BEGIN TEXT SECTION

# Powermatic PM1800 18" Bandsaw



## oldwoodman

First of all, I like long, well-thought out, and well-written posts. Good job!

Second, although I will never buy this model of a Powermatic bandsaw, I was very interested to learn about your observations. I would like to have the 14" Powermatic myself.

Have fun with your new machine!


----------



## asthesawturns

Great job with the review, very thorough. Would love to see pics after it was out of the packaging.
Thanks


----------



## sbryan55

Rob, this is a nice review. I am a fan of PM tools and have the 14" saw in my shop. While I am not in the market for a bigger saw right now, if I was this would be the one I would put in my shop. You did a pretty good job on the write up and have provided a lot of useful information.

Nice job.


----------



## Pete504

My PM1800 was delivered yesterday. Your post helped me prepare for delivery, thanks for taking the time to document your experience! I had residential liftgate delivery which helped a lot.


----------



## RobWoodCutter

Thanks all.

The PM 14" is also a great saw!

Pete504, congrats and glad the review gave you a head start.

Rob


----------



## Pete504

I added a custom mobile base


----------



## RobWoodCutter

Pete, that was one of the first things I got for mine. A local welder modified and existing mobile base and added some plate steel on the bottom of the frame, since one edge is curve. Just recently added a lenox 1-1/2" resaw blade. Love it so far. Rob


----------



## ProsperGriz

Just ordered my PM 1800. Can anyone help me with finding a heavy duty mobile base this monster will fit into?


----------



## Pete504

Mine was custom built by HTC Products to my specifications. They were very easy to work with. You can find contact information on their website.


----------



## ProsperGriz

Any reccomends on what kind of a where to buy a 1" to 1 1/4" carbide resaw blade?


----------

END TEXT SECTION
BEGIN GIVEN INFORMATION

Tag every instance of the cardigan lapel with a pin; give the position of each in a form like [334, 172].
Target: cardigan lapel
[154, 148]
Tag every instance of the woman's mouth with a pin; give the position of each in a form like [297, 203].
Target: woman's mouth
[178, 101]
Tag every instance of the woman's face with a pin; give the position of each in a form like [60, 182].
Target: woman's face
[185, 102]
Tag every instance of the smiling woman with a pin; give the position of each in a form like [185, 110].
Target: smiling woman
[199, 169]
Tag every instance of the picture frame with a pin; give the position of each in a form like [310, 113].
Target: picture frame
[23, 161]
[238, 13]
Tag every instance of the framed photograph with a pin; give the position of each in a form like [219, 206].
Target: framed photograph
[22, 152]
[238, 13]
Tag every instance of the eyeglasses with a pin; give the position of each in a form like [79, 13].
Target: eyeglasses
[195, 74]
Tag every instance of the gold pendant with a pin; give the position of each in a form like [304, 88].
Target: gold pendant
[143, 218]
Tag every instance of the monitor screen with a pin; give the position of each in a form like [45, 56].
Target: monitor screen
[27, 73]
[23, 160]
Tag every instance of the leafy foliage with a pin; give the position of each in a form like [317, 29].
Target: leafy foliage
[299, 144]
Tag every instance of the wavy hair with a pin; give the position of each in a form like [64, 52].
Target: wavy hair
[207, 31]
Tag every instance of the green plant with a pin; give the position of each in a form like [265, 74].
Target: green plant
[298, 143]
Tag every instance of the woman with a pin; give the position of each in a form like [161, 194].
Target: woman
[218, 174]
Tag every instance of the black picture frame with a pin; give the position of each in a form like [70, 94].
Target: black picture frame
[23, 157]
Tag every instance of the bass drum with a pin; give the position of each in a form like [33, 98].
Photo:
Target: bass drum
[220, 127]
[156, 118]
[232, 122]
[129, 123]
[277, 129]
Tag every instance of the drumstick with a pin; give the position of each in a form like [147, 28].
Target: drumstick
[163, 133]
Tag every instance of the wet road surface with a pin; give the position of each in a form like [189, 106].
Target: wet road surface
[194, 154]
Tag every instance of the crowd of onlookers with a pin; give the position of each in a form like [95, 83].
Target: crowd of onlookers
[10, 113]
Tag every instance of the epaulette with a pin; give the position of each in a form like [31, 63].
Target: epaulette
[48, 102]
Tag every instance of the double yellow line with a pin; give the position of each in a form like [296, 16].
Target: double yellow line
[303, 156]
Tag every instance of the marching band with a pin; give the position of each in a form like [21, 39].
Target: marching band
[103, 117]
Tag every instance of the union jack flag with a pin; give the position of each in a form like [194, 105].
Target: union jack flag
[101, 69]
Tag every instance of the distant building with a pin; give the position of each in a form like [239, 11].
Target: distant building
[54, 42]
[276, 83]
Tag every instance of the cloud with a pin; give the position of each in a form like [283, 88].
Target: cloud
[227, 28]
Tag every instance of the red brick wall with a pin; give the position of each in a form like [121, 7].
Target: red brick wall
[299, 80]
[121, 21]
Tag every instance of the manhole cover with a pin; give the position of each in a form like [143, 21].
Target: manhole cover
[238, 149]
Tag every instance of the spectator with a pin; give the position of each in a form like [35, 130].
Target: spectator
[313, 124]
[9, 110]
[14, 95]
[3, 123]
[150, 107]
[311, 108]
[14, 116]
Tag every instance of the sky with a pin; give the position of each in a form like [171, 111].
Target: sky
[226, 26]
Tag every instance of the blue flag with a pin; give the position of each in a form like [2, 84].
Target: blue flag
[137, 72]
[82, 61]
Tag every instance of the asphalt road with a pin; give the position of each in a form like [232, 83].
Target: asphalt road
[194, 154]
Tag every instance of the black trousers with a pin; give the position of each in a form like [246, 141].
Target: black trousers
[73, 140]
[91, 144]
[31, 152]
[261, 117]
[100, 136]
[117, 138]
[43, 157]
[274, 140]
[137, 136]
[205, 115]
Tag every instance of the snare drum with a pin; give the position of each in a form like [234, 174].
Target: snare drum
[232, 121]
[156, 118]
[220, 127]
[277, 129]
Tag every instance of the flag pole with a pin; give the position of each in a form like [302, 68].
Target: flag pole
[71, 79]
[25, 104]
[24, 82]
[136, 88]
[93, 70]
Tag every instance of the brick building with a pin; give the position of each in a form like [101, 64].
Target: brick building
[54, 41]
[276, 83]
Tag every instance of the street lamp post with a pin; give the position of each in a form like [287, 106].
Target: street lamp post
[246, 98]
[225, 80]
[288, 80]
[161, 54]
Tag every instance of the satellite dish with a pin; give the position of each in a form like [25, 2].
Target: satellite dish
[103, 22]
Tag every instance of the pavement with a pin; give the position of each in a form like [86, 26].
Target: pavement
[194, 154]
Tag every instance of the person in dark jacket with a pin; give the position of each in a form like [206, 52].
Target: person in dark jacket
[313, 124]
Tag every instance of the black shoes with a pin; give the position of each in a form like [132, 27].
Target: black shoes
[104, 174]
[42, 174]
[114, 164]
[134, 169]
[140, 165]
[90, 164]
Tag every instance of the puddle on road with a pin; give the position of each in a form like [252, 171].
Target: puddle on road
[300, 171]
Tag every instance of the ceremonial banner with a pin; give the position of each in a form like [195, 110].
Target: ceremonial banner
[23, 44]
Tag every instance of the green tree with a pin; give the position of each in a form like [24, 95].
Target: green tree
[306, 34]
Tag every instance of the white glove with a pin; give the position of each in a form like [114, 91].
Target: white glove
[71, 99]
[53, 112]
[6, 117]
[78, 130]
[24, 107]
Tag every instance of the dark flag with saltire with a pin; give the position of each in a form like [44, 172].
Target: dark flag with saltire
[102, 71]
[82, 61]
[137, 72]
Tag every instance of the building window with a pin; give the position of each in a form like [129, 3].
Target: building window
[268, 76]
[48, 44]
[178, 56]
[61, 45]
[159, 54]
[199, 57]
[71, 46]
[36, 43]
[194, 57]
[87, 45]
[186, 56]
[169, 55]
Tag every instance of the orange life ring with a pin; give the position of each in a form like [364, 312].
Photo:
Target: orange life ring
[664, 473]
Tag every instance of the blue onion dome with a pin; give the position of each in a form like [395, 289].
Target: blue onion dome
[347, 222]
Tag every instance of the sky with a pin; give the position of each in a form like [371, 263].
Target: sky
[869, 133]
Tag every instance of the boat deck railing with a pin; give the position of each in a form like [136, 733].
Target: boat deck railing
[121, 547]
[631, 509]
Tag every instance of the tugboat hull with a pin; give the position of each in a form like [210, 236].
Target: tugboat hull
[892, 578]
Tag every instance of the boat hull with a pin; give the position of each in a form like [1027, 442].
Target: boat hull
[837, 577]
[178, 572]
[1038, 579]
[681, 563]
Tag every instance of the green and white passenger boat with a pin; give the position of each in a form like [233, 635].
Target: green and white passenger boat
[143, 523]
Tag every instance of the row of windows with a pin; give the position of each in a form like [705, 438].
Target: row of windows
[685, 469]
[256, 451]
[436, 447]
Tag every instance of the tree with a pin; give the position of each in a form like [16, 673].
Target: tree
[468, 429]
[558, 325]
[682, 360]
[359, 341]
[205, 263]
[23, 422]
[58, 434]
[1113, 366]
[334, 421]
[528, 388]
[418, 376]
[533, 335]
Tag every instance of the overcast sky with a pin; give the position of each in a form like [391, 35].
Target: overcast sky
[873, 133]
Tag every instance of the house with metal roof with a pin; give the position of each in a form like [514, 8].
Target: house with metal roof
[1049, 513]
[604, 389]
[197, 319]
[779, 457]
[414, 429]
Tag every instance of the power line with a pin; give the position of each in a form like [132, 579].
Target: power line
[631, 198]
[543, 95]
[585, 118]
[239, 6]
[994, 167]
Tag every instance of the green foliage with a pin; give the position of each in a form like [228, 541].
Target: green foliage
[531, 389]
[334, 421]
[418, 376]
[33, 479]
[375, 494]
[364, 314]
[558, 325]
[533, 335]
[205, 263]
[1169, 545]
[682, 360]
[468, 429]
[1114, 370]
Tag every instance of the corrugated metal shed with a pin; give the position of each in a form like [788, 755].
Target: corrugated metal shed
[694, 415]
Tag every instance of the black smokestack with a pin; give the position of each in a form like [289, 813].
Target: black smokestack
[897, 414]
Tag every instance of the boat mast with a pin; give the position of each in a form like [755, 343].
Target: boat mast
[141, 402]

END GIVEN INFORMATION

Please answer these questions using the bandsaw thread:
1. What size saw does sbryan55 have in the shop?
2. What type of delivery did Pete504 have for the PM1800?
3. Which company custom built Pete504's mobile base?

TASK ANSWER:
1. A 14" saw.
2. Residential liftgate delivery.
3. HTC Products.